### Provided records ###

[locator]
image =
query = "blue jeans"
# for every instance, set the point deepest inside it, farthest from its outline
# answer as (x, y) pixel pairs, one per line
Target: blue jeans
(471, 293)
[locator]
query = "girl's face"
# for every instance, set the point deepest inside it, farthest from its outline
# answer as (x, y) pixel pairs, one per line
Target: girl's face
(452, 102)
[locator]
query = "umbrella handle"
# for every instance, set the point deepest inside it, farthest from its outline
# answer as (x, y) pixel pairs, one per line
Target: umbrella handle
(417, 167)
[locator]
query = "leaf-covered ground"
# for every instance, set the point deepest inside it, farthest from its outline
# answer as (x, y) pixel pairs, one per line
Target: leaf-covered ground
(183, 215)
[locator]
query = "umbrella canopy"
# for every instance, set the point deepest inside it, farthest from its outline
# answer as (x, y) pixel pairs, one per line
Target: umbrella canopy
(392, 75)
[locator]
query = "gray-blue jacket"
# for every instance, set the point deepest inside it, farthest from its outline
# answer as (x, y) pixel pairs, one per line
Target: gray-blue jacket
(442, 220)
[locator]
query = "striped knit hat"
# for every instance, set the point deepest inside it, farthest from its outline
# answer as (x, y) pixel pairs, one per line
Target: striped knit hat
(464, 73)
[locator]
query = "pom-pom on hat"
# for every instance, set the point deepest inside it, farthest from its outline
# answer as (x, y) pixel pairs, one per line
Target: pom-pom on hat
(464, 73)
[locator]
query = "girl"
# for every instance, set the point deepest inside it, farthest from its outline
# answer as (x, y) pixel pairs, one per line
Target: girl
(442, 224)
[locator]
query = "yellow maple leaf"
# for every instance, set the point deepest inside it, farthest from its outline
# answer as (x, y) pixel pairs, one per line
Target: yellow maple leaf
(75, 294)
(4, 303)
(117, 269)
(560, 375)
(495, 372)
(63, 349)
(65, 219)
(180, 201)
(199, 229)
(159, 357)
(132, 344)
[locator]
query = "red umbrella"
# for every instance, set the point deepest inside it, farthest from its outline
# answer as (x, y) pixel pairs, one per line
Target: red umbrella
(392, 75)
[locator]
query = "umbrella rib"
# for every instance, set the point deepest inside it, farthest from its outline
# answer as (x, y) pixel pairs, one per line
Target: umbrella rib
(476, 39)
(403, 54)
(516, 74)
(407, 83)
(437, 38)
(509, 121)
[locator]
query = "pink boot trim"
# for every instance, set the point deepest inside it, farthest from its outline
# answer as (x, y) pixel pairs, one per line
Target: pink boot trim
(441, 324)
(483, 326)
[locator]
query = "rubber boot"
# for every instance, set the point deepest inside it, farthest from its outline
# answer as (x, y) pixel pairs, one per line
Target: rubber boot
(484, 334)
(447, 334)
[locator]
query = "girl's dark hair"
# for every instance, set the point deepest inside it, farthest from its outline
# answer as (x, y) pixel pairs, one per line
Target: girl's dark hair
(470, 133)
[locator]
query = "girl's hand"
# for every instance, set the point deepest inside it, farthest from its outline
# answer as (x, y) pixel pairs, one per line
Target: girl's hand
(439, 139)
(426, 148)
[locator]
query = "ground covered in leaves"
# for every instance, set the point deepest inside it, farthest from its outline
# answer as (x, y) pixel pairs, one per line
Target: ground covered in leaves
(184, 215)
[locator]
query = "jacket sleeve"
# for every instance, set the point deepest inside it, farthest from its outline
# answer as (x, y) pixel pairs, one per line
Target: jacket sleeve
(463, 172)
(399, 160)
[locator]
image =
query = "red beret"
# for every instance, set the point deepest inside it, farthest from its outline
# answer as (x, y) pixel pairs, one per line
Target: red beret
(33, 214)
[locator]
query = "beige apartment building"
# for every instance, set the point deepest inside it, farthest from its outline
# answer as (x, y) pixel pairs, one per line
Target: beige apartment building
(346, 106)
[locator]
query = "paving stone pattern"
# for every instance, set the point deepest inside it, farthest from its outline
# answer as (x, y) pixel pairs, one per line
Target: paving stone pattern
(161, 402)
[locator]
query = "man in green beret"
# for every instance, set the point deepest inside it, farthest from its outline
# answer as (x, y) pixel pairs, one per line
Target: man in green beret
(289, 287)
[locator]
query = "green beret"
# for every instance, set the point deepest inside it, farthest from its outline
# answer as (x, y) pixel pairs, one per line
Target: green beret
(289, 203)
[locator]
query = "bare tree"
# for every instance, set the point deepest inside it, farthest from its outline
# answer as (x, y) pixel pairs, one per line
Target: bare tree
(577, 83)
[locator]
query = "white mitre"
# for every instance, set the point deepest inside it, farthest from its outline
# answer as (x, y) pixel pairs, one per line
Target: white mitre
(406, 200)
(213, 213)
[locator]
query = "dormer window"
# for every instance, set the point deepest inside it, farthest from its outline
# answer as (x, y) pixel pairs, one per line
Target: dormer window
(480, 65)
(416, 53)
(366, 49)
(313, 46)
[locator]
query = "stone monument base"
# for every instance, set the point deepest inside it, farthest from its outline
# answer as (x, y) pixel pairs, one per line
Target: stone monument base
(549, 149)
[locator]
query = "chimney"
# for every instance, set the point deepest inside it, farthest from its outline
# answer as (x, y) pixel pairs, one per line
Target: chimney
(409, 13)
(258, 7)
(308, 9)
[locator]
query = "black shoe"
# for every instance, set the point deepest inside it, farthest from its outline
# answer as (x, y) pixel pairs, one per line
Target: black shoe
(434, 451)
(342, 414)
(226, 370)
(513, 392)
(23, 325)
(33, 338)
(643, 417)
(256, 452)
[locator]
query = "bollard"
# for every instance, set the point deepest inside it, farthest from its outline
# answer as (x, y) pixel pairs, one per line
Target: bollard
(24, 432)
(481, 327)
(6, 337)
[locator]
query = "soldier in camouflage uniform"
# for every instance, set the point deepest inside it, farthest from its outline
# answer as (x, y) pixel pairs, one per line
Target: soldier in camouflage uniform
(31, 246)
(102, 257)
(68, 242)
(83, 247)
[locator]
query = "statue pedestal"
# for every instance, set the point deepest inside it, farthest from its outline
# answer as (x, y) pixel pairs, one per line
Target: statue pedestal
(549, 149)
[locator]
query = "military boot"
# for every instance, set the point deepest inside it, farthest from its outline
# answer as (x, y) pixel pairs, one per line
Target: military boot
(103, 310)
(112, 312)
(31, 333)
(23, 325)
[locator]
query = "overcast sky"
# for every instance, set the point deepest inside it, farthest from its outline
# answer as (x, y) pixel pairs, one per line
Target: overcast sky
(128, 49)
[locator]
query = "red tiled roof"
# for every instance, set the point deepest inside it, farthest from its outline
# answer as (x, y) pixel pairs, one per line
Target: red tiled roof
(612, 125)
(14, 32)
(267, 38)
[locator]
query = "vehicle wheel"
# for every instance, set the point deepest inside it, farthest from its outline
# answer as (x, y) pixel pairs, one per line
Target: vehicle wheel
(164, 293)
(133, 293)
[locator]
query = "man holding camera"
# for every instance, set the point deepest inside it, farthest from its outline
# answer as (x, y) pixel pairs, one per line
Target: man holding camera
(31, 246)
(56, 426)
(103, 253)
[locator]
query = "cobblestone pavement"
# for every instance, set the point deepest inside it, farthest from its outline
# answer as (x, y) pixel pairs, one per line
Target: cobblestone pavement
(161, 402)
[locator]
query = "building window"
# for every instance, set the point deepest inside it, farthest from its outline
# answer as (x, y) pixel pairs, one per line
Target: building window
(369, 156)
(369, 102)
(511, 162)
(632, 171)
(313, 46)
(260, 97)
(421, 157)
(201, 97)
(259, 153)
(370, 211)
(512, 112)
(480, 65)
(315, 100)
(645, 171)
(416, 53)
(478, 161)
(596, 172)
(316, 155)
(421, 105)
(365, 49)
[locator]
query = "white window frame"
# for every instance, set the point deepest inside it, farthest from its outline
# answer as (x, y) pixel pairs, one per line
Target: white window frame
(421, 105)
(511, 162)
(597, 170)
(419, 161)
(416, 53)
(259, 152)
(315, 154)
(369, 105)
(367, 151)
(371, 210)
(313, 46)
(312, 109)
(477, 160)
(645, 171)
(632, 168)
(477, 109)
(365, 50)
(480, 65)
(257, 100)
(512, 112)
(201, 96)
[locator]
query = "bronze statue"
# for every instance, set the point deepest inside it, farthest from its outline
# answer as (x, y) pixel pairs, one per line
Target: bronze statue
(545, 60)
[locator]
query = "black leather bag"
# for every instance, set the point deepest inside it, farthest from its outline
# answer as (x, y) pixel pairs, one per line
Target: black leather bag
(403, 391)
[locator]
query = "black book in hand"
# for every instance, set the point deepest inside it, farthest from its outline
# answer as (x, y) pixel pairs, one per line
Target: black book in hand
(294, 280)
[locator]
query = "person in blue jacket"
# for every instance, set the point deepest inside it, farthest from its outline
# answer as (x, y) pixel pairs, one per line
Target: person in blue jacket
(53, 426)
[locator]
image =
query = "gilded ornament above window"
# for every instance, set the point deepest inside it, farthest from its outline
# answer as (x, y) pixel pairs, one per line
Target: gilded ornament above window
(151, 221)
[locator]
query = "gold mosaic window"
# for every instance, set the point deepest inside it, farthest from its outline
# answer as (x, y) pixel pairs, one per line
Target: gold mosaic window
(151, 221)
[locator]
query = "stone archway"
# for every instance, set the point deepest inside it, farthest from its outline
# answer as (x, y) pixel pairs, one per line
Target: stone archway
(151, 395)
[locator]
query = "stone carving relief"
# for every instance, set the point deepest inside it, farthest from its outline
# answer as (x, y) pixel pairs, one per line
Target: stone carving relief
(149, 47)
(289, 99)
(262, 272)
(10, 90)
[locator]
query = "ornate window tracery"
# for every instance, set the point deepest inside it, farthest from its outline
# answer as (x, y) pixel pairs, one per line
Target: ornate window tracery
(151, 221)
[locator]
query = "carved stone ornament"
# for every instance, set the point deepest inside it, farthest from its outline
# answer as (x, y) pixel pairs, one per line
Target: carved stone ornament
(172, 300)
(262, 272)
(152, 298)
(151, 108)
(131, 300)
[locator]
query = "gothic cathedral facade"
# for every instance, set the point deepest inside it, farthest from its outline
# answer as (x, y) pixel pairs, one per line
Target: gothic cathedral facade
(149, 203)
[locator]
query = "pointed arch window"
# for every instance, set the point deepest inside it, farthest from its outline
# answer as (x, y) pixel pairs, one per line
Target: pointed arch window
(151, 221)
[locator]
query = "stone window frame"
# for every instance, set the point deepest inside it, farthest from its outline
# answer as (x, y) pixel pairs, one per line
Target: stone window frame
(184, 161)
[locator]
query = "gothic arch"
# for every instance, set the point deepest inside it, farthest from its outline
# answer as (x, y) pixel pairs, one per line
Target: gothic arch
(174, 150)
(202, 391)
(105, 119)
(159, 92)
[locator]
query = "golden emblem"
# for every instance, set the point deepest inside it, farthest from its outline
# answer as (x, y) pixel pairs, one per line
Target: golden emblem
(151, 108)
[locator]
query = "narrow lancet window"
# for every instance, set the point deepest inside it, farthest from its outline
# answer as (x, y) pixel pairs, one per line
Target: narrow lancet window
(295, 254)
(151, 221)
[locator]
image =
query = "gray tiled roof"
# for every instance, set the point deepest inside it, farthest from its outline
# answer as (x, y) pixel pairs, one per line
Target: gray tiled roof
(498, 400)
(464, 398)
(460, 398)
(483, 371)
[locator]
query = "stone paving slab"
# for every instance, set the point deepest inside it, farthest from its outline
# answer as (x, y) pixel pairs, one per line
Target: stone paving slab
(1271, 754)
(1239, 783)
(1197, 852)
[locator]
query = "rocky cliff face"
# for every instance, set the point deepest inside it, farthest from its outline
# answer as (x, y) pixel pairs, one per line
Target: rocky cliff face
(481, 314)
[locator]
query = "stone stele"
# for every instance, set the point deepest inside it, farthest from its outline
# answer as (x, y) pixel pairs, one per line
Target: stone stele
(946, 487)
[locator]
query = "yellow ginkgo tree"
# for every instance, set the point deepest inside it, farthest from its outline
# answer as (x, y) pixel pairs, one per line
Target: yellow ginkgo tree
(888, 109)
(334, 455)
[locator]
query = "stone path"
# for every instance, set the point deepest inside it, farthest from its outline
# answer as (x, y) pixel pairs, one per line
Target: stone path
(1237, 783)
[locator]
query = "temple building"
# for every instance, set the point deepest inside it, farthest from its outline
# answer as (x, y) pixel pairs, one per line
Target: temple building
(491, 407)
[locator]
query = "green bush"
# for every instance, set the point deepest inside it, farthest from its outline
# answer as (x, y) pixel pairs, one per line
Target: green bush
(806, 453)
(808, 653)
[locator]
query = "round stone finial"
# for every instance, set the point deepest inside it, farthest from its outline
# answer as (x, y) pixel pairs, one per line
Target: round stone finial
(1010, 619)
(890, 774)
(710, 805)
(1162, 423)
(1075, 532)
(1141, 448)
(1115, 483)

###

Which lines in the rows above contain the string "pointed"? Pull out every one of them.

● **Answer to this exercise**
query = "pointed arch window"
Target: pointed arch window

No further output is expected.